_Your tasks_
A: According to the biography of Anatol Petrencu, on what basis did he become a PhD in historical sciences, and in which year? Answer in one to three sentences.
B: Carry on with the biography of Anatol Petrencu from its final sentence.

Personal details
- Born: 22 May 1954 (age 72) Căuşeni
- Party: European Action Movement
- Children: 2
- Alma mater: Moldova State University
- Profession: Historian

= Anatol Petrencu =

Moldovan politician and historian

Anatol Petrencu (born 22 May 1954) is a politician, historian and academic from the Republic of Moldova. In 1990-1992 he was the dean of the Faculty of History of the State University of Moldova, and between 1998 and 2006 he was president of the Association of Historians of Moldova. Between 2006 and 2010 he was the president of the European Action Movement party. Since October 2010 he has been the director of the Institute of Social History "ProMemoria". Vice President of the Liberal Party.

== Biography ==

Anatol Petrencu, the PhD in historical sciences, university professor, was born on 22 May 1954 in Căuşeni. He carried out his compulsory military service in the Soviet army (1972–1974). He graduated from Moldova State University in 1980 and between 1982 and 1985 he studied at Moscow State Institute of International Relations. He has been working for Moldova State University since 1985. He did doctoral studies at the Institute of International Economic and Political Research of the Academy of Sciences of the Russian Federation. In 1986 he passed his Masters' thesis with the theme "Romanian-Italian relations in the 70s - the first half of the 80s", and in 1998 he became a PhD in historical sciences with the work "Romania's Policy on Bessarabia, 1940-1944". In 1990-1992 he was the dean of the Faculty of History of the MSU, and between 1998 -2006 he was president of the Association of Historians of Moldova. Between 2006 and 2010 he was the president of the European Action Movement (Mişcarea Acţiunea Europeană). Anatol Petrencu is a member of the Commission for the Study of the Communist Dictatorship in Moldova. Since October 2010 he has been the director of the Institute of Social History "ProMemoria".

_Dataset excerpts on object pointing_

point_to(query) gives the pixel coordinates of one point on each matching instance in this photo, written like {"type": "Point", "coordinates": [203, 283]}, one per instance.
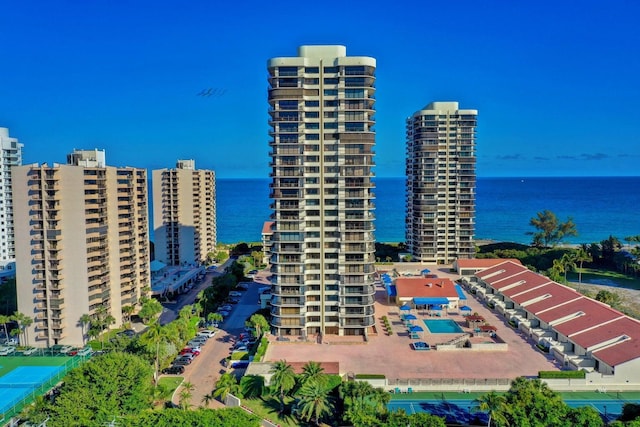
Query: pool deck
{"type": "Point", "coordinates": [393, 356]}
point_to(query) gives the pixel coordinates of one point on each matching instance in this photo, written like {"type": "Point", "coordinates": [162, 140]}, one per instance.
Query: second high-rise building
{"type": "Point", "coordinates": [184, 213]}
{"type": "Point", "coordinates": [322, 137]}
{"type": "Point", "coordinates": [441, 183]}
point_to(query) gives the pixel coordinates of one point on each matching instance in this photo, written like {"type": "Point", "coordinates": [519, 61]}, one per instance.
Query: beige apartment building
{"type": "Point", "coordinates": [83, 243]}
{"type": "Point", "coordinates": [441, 183]}
{"type": "Point", "coordinates": [321, 107]}
{"type": "Point", "coordinates": [184, 214]}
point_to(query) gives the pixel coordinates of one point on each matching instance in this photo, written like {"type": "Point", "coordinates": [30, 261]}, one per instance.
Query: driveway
{"type": "Point", "coordinates": [207, 367]}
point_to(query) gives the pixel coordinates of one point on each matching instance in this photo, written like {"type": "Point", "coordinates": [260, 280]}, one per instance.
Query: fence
{"type": "Point", "coordinates": [14, 407]}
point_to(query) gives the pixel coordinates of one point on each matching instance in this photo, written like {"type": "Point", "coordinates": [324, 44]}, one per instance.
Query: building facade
{"type": "Point", "coordinates": [441, 183]}
{"type": "Point", "coordinates": [11, 156]}
{"type": "Point", "coordinates": [321, 106]}
{"type": "Point", "coordinates": [184, 214]}
{"type": "Point", "coordinates": [84, 244]}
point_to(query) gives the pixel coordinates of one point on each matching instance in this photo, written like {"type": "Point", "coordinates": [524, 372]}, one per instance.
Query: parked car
{"type": "Point", "coordinates": [239, 364]}
{"type": "Point", "coordinates": [207, 333]}
{"type": "Point", "coordinates": [183, 360]}
{"type": "Point", "coordinates": [174, 370]}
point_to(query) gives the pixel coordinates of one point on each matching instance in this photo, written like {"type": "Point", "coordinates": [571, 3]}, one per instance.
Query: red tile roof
{"type": "Point", "coordinates": [557, 294]}
{"type": "Point", "coordinates": [581, 315]}
{"type": "Point", "coordinates": [500, 272]}
{"type": "Point", "coordinates": [531, 281]}
{"type": "Point", "coordinates": [412, 287]}
{"type": "Point", "coordinates": [483, 262]}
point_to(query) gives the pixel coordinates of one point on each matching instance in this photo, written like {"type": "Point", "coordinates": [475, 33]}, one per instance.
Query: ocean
{"type": "Point", "coordinates": [599, 207]}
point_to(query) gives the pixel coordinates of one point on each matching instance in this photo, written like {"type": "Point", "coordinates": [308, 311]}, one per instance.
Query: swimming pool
{"type": "Point", "coordinates": [442, 326]}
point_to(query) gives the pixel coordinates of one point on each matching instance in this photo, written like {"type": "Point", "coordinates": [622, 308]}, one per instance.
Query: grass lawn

_Answers to the tasks_
A: Petrencu became a PhD in historical sciences in 1998 with the work "Romania's Policy on Bessarabia, 1940-1944." Before that, he had done doctoral studies at the Institute of International Economic and Political Research of the Academy of Sciences of the Russian Federation.

B:
In March 2011 the European Action Movement party merged with the Liberal Party.

Pro-Russian media in Moldova and elsewhere considers Petrencu a Holocaust denier, due to his positive views on Ion Antonescu and his anti-Soviet stance. Petrencu claims that Antonescu and the Romanian Army liberated Bessarabia from Soviet occupation and that the introduction of the history of the Holocaust as a school subject is a mistake.

== Publications ==
=== Monographs ===
- The historical education in Romania (1948-1989), Chișinău, Știința Publishing House, 1991, 112 p.
- Romanian-Italian relations: from confrontation to collaboration. 1945-1985, Chișinău, Universitas Publishing House, 1993, 216 p.
- Bessarabia in the Second World War: 1940-1944, Chișinău, Luceum Publishing House, 1997, 346 p.
- Romania and Bessarabia in the Second World War, Chișinău, Epigraf Publishing House, 1999, 176 p.
- The Poles in the Second World War. Political History, Chișinău, Cartdidact Publishing House, 2005, 246 p .; 2nd edition, Anastatic, Iași, Tipo Moldova Publishing House, 2010.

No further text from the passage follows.